What you will do
For these records, count the lines containing the word "below" and respond with the number alone.

Material for this exercise
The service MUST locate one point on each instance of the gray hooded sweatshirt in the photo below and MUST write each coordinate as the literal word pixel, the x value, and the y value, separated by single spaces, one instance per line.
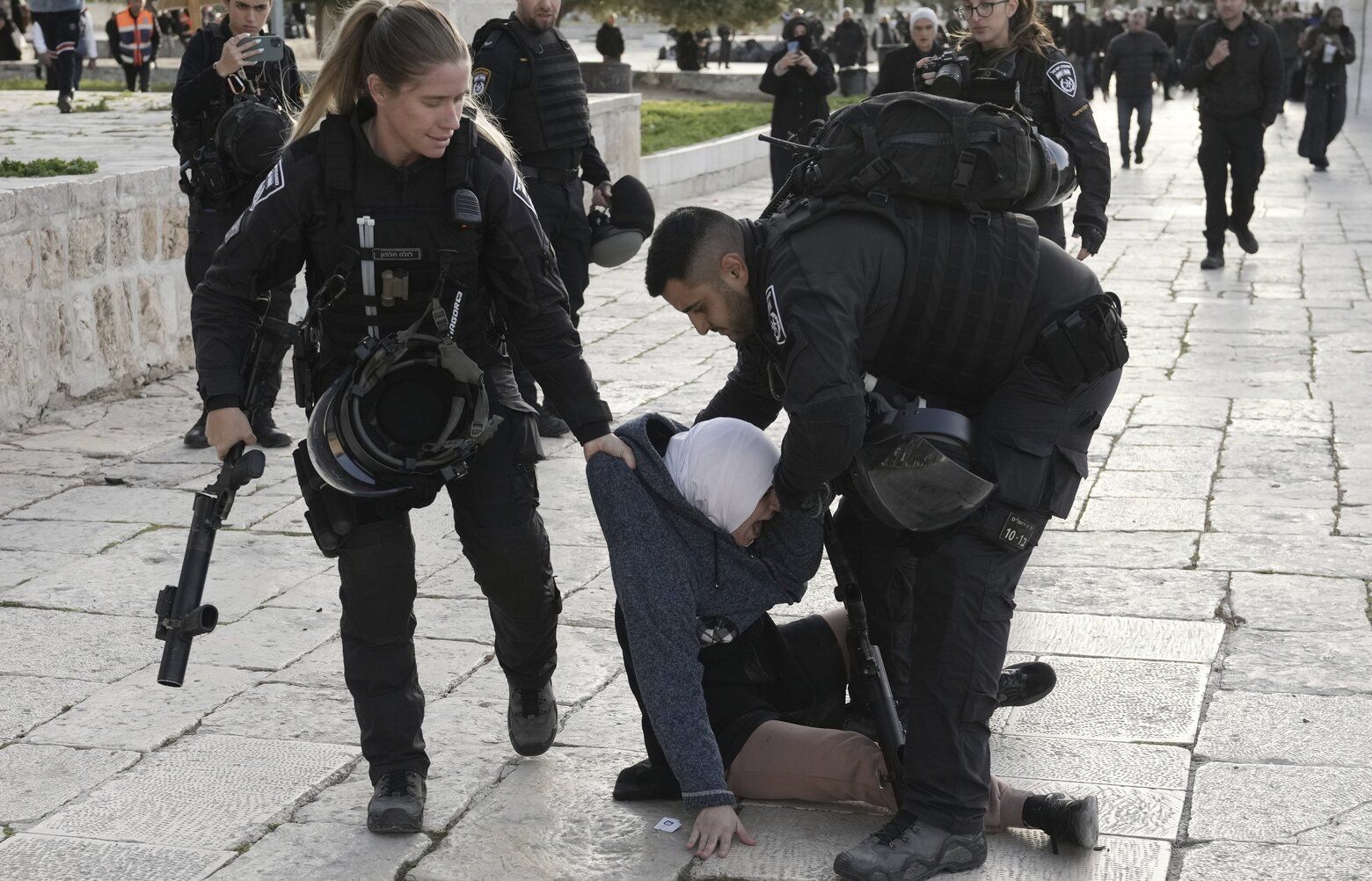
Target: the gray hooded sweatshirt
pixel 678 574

* * *

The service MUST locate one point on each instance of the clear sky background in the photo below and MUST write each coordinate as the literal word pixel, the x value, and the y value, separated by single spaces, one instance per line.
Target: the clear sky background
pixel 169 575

...

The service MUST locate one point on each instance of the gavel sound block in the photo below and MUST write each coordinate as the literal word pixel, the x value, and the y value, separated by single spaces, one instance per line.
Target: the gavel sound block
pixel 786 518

The completed task
3